* Trecho para leitura:
^^^^^^^^^^^^^^^^

As posturas (asanas) tem um caráter psicofísico, considerando a relação

interdependente entre corpo e mente. Uma pessoa quando está com os ombros caídos,

olhar para baixo e a coluna curvada, transmite, através do seu corpo, estados mentais

correspondentes a tristeza, derrota, baixa auto estima e fraqueza. Se mudarmos a

posição do corpo, colocando-o numa postura aberta, alongada e fortalecermos este

corpo, o estado mental daquela pessoa mudará significativamente, passará de tristeza

para alegria e confiança.

O yoga considera que os asanas influenciam positivamente o sistema endócrino

e o sistema nervoso. Estes sistemas são responsáveis pela química do corpo que afeta as

emoções. Um sistema nervoso equilibrado mantém a fábrica de hormônios em harmonia

e contribui para o equilíbrio emocional.

^^^^^^^^^^^^^^^^

* Material:
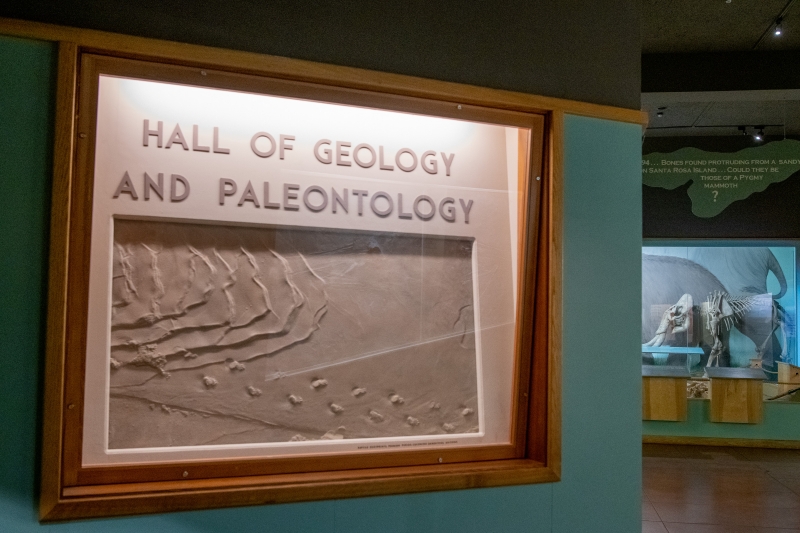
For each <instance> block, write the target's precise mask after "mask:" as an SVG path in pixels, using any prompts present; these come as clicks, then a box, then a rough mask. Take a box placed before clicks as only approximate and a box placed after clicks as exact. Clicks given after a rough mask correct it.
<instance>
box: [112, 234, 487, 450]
mask: <svg viewBox="0 0 800 533" xmlns="http://www.w3.org/2000/svg"><path fill="white" fill-rule="evenodd" d="M113 246H114V248H113V249H114V257H113V278H112V298H111V331H110V341H111V353H110V354H109V371H110V380H111V381H110V399H109V448H110V449H124V448H148V447H161V446H193V445H214V444H238V443H261V442H264V443H268V442H288V441H292V442H299V441H305V440H328V439H335V440H338V439H352V438H378V437H392V436H407V435H435V434H445V433H467V432H477V431H478V415H477V413H478V398H477V379H478V377H477V365H476V352H475V331H474V329H475V326H474V316H473V309H474V307H473V305H474V303H473V274H472V246H473V242H472V240H471V239H454V238H443V237H433V236H424V235H407V234H397V233H378V232H369V233H368V232H349V231H340V230H337V231H330V230H313V229H311V230H309V229H284V228H252V227H236V226H210V225H201V224H181V223H169V222H152V221H132V220H115V224H114V244H113Z"/></svg>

^^^^^^^^^^^^^^^^

* Lista de tarefas:
1. Resuma em duas frases o trecho sobre as posturas do yoga.
2. Atualize o trecho sobre as posturas do yoga, começando em "olhar para baixo" e terminando em "alegria e confiança.", substituindo cada ocorrência de "tristeza" por "melancolia".

* Respostas:
1. As posturas do yoga (asanas) têm caráter psicofísico, pois corpo e mente são interdependentes, e colocar o corpo numa postura aberta, alongada e fortalecida pode mudar o estado mental de tristeza para alegria e confiança. Segundo o yoga, os asanas influenciam positivamente os sistemas endócrino e nervoso, responsáveis pela química do corpo que afeta as emoções, e um sistema nervoso equilibrado contribui para o equilíbrio emocional.

2.
olhar para baixo e a coluna curvada, transmite, através do seu corpo, estados mentais

correspondentes a melancolia, derrota, baixa auto estima e fraqueza. Se mudarmos a

posição do corpo, colocando-o numa postura aberta, alongada e fortalecermos este

corpo, o estado mental daquela pessoa mudará significativamente, passará de melancolia

para alegria e confiança.